Can you repeat the records from the line containing "Would you kindly point to the striped" down to the line containing "<point>137,172</point>", swapping in "top" for every "shirt" and leaving everything else untouched?

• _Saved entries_
- - - -
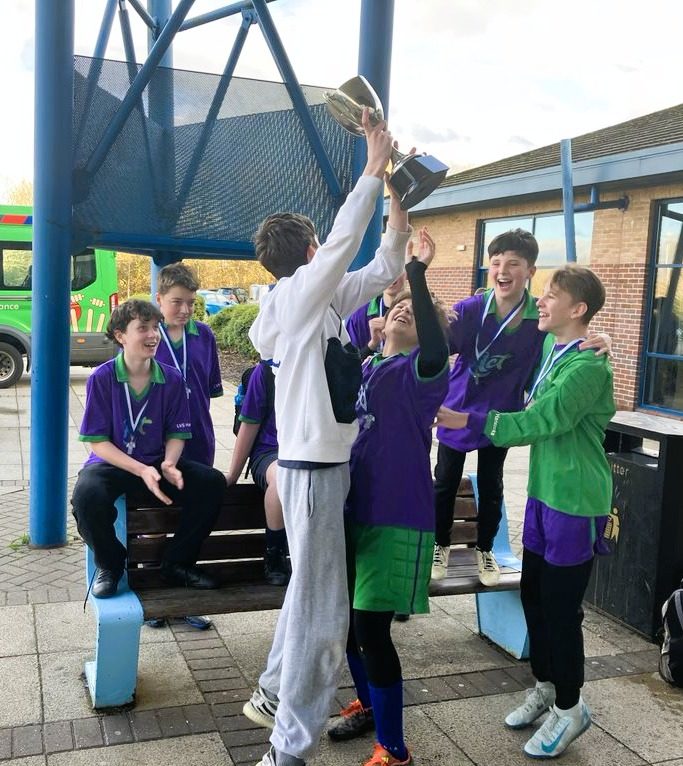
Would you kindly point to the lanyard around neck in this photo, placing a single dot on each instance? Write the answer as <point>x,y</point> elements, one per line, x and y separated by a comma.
<point>182,370</point>
<point>502,327</point>
<point>134,423</point>
<point>548,363</point>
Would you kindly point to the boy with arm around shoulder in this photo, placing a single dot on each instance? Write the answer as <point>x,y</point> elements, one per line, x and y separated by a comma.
<point>570,488</point>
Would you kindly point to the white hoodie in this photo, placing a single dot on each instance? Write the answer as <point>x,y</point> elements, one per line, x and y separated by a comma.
<point>296,318</point>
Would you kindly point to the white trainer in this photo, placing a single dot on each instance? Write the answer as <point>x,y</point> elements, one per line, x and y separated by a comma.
<point>440,561</point>
<point>489,572</point>
<point>537,702</point>
<point>558,731</point>
<point>261,708</point>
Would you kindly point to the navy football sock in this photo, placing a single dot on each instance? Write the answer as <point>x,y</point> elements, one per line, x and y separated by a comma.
<point>387,704</point>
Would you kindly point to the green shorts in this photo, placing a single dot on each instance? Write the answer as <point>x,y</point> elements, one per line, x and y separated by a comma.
<point>389,568</point>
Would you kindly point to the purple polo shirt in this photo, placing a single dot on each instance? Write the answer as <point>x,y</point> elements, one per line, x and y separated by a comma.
<point>106,418</point>
<point>499,378</point>
<point>257,409</point>
<point>391,476</point>
<point>203,380</point>
<point>357,323</point>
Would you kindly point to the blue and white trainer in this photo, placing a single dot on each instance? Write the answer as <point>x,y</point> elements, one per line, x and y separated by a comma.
<point>261,708</point>
<point>558,731</point>
<point>537,702</point>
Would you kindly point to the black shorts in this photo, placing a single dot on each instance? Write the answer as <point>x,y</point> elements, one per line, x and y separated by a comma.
<point>259,467</point>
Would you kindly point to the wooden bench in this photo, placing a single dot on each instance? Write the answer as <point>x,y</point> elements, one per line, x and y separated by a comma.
<point>234,554</point>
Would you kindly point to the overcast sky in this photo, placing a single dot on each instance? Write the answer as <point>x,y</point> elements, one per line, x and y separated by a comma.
<point>472,80</point>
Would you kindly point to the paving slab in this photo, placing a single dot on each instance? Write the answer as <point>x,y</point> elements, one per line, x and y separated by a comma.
<point>195,750</point>
<point>476,726</point>
<point>17,635</point>
<point>429,744</point>
<point>642,711</point>
<point>20,684</point>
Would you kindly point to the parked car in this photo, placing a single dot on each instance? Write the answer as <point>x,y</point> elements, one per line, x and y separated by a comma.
<point>214,301</point>
<point>234,294</point>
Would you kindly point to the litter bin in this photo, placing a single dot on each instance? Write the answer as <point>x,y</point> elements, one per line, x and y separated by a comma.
<point>645,529</point>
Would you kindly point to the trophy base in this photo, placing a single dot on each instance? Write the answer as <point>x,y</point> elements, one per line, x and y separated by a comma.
<point>416,177</point>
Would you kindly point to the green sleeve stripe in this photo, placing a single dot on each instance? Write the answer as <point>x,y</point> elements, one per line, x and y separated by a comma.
<point>245,419</point>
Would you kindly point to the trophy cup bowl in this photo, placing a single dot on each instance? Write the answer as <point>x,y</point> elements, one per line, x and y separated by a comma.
<point>414,176</point>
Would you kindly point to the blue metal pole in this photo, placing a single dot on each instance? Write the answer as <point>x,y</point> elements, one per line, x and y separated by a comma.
<point>214,109</point>
<point>51,271</point>
<point>296,94</point>
<point>96,64</point>
<point>568,199</point>
<point>161,111</point>
<point>374,63</point>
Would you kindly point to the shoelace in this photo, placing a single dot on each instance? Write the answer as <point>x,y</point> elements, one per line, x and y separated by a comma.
<point>352,709</point>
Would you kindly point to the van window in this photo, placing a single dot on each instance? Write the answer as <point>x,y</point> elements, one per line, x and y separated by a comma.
<point>83,270</point>
<point>15,269</point>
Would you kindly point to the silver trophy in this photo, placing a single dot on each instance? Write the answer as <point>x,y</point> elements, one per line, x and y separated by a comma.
<point>414,176</point>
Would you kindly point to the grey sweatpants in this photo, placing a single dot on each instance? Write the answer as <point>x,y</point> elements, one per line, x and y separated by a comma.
<point>310,636</point>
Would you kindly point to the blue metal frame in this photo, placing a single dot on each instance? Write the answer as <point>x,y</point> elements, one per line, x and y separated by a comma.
<point>159,49</point>
<point>568,199</point>
<point>645,355</point>
<point>374,63</point>
<point>51,272</point>
<point>291,82</point>
<point>248,18</point>
<point>221,13</point>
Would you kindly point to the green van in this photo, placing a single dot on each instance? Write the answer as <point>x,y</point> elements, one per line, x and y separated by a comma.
<point>93,296</point>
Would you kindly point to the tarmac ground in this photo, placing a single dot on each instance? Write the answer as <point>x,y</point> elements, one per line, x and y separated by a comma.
<point>192,685</point>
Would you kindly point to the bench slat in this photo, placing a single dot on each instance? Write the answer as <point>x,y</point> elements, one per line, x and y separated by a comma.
<point>214,548</point>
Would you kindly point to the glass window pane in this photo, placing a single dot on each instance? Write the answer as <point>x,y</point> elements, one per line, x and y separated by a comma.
<point>16,269</point>
<point>666,324</point>
<point>670,245</point>
<point>664,383</point>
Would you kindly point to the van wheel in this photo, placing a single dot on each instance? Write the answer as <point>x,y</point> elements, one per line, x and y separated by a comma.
<point>11,365</point>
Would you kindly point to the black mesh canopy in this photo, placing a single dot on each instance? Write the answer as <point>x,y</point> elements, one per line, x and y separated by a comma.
<point>254,160</point>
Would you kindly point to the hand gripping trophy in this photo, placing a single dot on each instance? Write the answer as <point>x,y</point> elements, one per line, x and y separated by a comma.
<point>414,176</point>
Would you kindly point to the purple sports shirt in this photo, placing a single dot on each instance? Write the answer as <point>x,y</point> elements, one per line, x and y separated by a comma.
<point>391,476</point>
<point>498,379</point>
<point>257,409</point>
<point>204,382</point>
<point>106,416</point>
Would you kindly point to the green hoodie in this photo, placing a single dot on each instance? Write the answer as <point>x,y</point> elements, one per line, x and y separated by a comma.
<point>565,425</point>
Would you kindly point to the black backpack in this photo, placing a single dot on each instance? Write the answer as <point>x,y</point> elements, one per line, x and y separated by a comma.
<point>242,390</point>
<point>671,656</point>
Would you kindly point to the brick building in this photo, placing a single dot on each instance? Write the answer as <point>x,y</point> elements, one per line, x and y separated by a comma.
<point>637,250</point>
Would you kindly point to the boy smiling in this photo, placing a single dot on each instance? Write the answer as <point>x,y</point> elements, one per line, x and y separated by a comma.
<point>570,404</point>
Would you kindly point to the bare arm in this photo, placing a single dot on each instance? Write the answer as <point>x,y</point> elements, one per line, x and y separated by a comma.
<point>111,454</point>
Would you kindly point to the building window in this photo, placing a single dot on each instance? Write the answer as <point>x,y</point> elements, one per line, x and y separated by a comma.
<point>663,379</point>
<point>549,232</point>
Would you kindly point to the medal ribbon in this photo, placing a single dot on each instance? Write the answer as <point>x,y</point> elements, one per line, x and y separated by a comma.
<point>548,364</point>
<point>133,423</point>
<point>502,327</point>
<point>182,370</point>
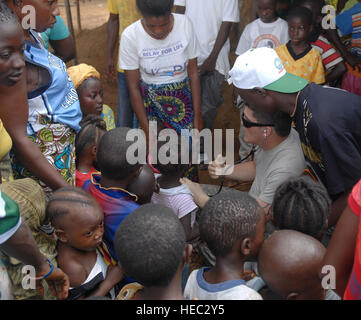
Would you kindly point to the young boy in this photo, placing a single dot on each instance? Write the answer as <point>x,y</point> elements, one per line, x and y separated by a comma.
<point>144,186</point>
<point>232,225</point>
<point>110,186</point>
<point>86,80</point>
<point>174,194</point>
<point>331,59</point>
<point>289,262</point>
<point>86,143</point>
<point>348,25</point>
<point>151,246</point>
<point>266,31</point>
<point>79,225</point>
<point>298,56</point>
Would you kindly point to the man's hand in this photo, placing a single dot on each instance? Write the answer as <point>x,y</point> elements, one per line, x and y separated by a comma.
<point>199,196</point>
<point>208,66</point>
<point>58,283</point>
<point>218,168</point>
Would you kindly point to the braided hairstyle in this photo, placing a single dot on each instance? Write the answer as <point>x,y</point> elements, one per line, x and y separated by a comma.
<point>89,133</point>
<point>6,14</point>
<point>303,205</point>
<point>56,208</point>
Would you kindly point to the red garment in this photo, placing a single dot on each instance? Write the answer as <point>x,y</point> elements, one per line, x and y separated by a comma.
<point>353,290</point>
<point>80,177</point>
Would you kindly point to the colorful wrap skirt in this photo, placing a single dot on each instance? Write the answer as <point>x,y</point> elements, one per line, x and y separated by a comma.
<point>56,143</point>
<point>171,106</point>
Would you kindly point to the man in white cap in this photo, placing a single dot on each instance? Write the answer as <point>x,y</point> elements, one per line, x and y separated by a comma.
<point>328,120</point>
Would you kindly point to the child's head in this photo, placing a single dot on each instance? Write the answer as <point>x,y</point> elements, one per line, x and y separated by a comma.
<point>315,6</point>
<point>144,185</point>
<point>112,155</point>
<point>77,218</point>
<point>86,80</point>
<point>300,25</point>
<point>151,245</point>
<point>233,221</point>
<point>266,10</point>
<point>87,139</point>
<point>155,8</point>
<point>289,262</point>
<point>303,205</point>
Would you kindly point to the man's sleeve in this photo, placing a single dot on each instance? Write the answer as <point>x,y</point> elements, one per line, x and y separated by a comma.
<point>193,47</point>
<point>244,42</point>
<point>9,218</point>
<point>230,11</point>
<point>341,159</point>
<point>113,7</point>
<point>181,3</point>
<point>128,56</point>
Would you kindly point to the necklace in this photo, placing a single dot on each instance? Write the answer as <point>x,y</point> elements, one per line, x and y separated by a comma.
<point>295,108</point>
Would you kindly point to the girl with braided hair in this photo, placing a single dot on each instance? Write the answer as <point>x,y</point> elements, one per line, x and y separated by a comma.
<point>303,205</point>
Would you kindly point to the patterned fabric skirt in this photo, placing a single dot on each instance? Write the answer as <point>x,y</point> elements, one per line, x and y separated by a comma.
<point>30,199</point>
<point>171,106</point>
<point>56,143</point>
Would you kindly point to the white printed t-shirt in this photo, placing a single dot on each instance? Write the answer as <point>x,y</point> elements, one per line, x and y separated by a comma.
<point>198,288</point>
<point>207,17</point>
<point>258,34</point>
<point>159,61</point>
<point>179,199</point>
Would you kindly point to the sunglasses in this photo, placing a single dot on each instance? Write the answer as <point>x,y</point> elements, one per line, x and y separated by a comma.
<point>250,124</point>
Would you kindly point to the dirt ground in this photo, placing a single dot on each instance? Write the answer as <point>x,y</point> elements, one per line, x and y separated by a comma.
<point>91,44</point>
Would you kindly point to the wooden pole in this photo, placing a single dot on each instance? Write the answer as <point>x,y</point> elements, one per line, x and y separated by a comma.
<point>71,28</point>
<point>78,14</point>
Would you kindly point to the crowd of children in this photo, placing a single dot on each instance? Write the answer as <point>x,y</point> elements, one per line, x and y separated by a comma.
<point>122,229</point>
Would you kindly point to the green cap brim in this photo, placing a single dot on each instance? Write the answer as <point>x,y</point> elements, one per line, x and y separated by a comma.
<point>289,83</point>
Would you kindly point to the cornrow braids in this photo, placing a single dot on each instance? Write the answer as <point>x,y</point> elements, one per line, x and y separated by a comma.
<point>155,8</point>
<point>89,132</point>
<point>6,14</point>
<point>226,218</point>
<point>303,205</point>
<point>73,195</point>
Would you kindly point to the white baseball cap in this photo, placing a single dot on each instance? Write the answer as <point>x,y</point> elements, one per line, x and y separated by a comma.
<point>262,68</point>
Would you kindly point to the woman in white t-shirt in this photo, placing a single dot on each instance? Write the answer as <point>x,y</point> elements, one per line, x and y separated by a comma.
<point>159,52</point>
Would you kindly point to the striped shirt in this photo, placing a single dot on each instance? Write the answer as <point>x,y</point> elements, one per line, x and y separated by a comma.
<point>353,290</point>
<point>349,23</point>
<point>179,199</point>
<point>9,217</point>
<point>330,57</point>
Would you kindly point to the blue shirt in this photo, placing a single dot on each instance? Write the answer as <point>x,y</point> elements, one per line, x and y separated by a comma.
<point>56,101</point>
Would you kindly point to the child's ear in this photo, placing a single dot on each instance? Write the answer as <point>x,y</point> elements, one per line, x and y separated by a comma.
<point>292,296</point>
<point>94,151</point>
<point>246,246</point>
<point>260,91</point>
<point>187,254</point>
<point>61,235</point>
<point>137,172</point>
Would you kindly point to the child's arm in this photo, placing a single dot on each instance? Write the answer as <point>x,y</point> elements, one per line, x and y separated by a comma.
<point>338,70</point>
<point>114,275</point>
<point>191,233</point>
- - - -
• _ANSWER BELOW_
Would you kindly point to the striped top in this photo, placing a single dot on each instance? Write the answer as <point>x,y</point> elements, one per line, x and y separated by a comma.
<point>353,290</point>
<point>349,23</point>
<point>179,199</point>
<point>9,217</point>
<point>330,57</point>
Would you kindly point to the blue top in this photo, placing a single dot on each instance? Write the answer as <point>x,y</point> elements, one per line, x and y separated by a comma.
<point>56,101</point>
Would you kindly point to the child's ear in this photo, placing a single dot on each instance? Write the answer as <point>x,y</point> elements, one per line, x and y separated by a comma.
<point>292,296</point>
<point>94,151</point>
<point>246,246</point>
<point>260,91</point>
<point>187,254</point>
<point>61,235</point>
<point>137,172</point>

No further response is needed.